## START Records for processing
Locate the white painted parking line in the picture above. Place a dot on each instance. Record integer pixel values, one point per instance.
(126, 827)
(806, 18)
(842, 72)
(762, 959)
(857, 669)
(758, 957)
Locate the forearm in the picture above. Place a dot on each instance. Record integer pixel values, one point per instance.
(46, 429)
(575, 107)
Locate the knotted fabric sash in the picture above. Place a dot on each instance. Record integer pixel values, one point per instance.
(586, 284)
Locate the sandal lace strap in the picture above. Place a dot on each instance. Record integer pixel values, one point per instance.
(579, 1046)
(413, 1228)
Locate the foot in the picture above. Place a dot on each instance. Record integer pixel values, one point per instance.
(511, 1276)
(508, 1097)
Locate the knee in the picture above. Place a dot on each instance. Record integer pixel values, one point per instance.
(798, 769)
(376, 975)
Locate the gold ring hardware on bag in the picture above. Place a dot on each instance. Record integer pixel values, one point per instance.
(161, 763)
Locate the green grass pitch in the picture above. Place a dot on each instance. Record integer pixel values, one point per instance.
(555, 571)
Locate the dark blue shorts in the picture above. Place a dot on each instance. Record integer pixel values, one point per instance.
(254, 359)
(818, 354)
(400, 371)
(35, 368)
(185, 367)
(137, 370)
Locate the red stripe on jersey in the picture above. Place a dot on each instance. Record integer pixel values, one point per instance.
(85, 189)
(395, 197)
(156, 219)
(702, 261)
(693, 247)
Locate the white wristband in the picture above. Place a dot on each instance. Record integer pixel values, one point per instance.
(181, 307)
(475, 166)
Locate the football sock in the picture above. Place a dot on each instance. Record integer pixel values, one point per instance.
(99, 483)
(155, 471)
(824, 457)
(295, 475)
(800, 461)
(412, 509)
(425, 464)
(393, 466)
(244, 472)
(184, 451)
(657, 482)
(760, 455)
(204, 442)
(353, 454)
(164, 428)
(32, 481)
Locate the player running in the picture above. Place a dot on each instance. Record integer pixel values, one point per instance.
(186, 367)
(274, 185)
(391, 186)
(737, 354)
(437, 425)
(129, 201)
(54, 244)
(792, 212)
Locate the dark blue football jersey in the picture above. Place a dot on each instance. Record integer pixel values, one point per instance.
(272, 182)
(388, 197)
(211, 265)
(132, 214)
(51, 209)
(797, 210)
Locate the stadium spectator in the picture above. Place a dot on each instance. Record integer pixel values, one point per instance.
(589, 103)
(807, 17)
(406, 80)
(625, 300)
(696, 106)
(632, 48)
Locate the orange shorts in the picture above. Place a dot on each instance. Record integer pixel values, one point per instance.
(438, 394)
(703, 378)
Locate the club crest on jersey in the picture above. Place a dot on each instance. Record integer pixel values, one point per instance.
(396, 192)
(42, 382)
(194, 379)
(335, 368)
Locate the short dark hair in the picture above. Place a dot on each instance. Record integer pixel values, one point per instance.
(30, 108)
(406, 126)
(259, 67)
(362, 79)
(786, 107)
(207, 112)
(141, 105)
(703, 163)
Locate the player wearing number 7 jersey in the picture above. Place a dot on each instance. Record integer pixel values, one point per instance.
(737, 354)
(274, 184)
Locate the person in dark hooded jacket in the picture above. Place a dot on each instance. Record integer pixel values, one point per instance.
## END Records for processing
## Do this
Format every line of the material as a JSON list of strings, one string per line, and omit any blank lines.

## Exercise answer
[
  "Locate the white painted parking line in the picture above. Place a dot on each instance. Record integer pixel values, one point per instance.",
  "(126, 827)",
  "(806, 18)",
  "(842, 72)",
  "(762, 959)",
  "(857, 669)",
  "(758, 957)",
  "Locate the forearm in the picture above. Place a dot on each instance. Record integer pixel values, one point per instance.",
  "(46, 429)",
  "(575, 107)",
  "Locate the knotted fabric sash in the picture above. Place a dot on each instance. Record integer pixel values, one point per instance.",
  "(586, 284)",
  "Locate the sandal lace strap in the picture above. Place a dot on each instance. Record integer pixel values, one point per instance.",
  "(579, 1046)",
  "(413, 1228)",
  "Locate the foot in the picture above. Place a dot on each instance. Record integer pixel values, one point per instance.",
  "(511, 1276)",
  "(508, 1097)",
  "Locate the knee in the picture above. Place a dot on each instance. Record integer pixel values, one point per instance.",
  "(798, 769)",
  "(376, 975)",
  "Locate the gold ring hardware on bag in the picture above. Place a dot on each instance. Record integer pixel values, one point per instance.",
  "(161, 763)",
  "Locate the green grass pitch in the picture above. Place a dot on each instance. Record integer pixel values, one point per instance.",
  "(555, 571)",
  "Locate the dark blue shorts in the picture above. Place a dot on each instance. Record integer pixel values, one point per instance.",
  "(254, 359)",
  "(818, 354)",
  "(400, 371)",
  "(35, 368)",
  "(185, 367)",
  "(137, 370)",
  "Locate the red stripe on jersey in the picture above. Place a dot on each instance. Record integer pixel values, one point per instance.",
  "(85, 189)",
  "(395, 197)",
  "(156, 219)",
  "(702, 261)",
  "(693, 247)",
  "Locate the white wristband in the picture above. Place a dot on each instance. Record integer pixel values, one point per instance.",
  "(181, 307)",
  "(475, 166)",
  "Locate the football sock in the picture above. Place a dot on each instance. Record integer pixel values, one point per instance.",
  "(99, 483)",
  "(155, 471)",
  "(824, 457)",
  "(295, 475)",
  "(800, 461)",
  "(412, 509)",
  "(425, 464)",
  "(393, 466)",
  "(244, 472)",
  "(184, 451)",
  "(657, 482)",
  "(760, 455)",
  "(204, 442)",
  "(353, 454)",
  "(164, 428)",
  "(32, 481)",
  "Locate the player running in the picture above. Place a dot on each instance. Record integer pixel values, one point per instance.",
  "(186, 367)",
  "(274, 185)",
  "(391, 186)",
  "(737, 354)",
  "(437, 425)",
  "(129, 201)",
  "(54, 244)",
  "(792, 212)",
  "Locate the dark blue football jersey in the picture above. Place a dot on each instance. Record integer pixel values, one point per instance.",
  "(272, 182)",
  "(388, 197)",
  "(211, 265)",
  "(132, 214)",
  "(51, 209)",
  "(797, 210)",
  "Locate the stadium spectator in the picture above. Place a dot on each instance. Record integer pixel values, one point per instance.",
  "(589, 103)",
  "(807, 17)",
  "(406, 80)",
  "(625, 300)",
  "(696, 106)",
  "(632, 48)",
  "Locate the orange shorts in the picture above. Place a dot on each instance. Record integer pixel values, one point per instance.",
  "(438, 394)",
  "(703, 378)",
  "Locate the club crest on jersey in the picture above. Place a dot on each instance. Record integer pixel values, one point per instance.",
  "(396, 192)",
  "(42, 382)",
  "(194, 379)",
  "(335, 368)",
  "Locate the short dark hair in the picture above. Place a dot on each instance. Record integer pixel values, one point per instance.",
  "(30, 108)",
  "(406, 126)",
  "(259, 67)",
  "(362, 79)",
  "(786, 107)",
  "(207, 112)",
  "(141, 105)",
  "(703, 163)",
  "Locate the player wearing number 7 jersey in the picture above. Place a dot on each instance. Record integer pixel values, one point per instance.",
  "(737, 354)",
  "(274, 184)",
  "Locate the person in dark hooded jacket in the picture above. Place a dot on each instance. Record integer pixel values, one point per instance."
]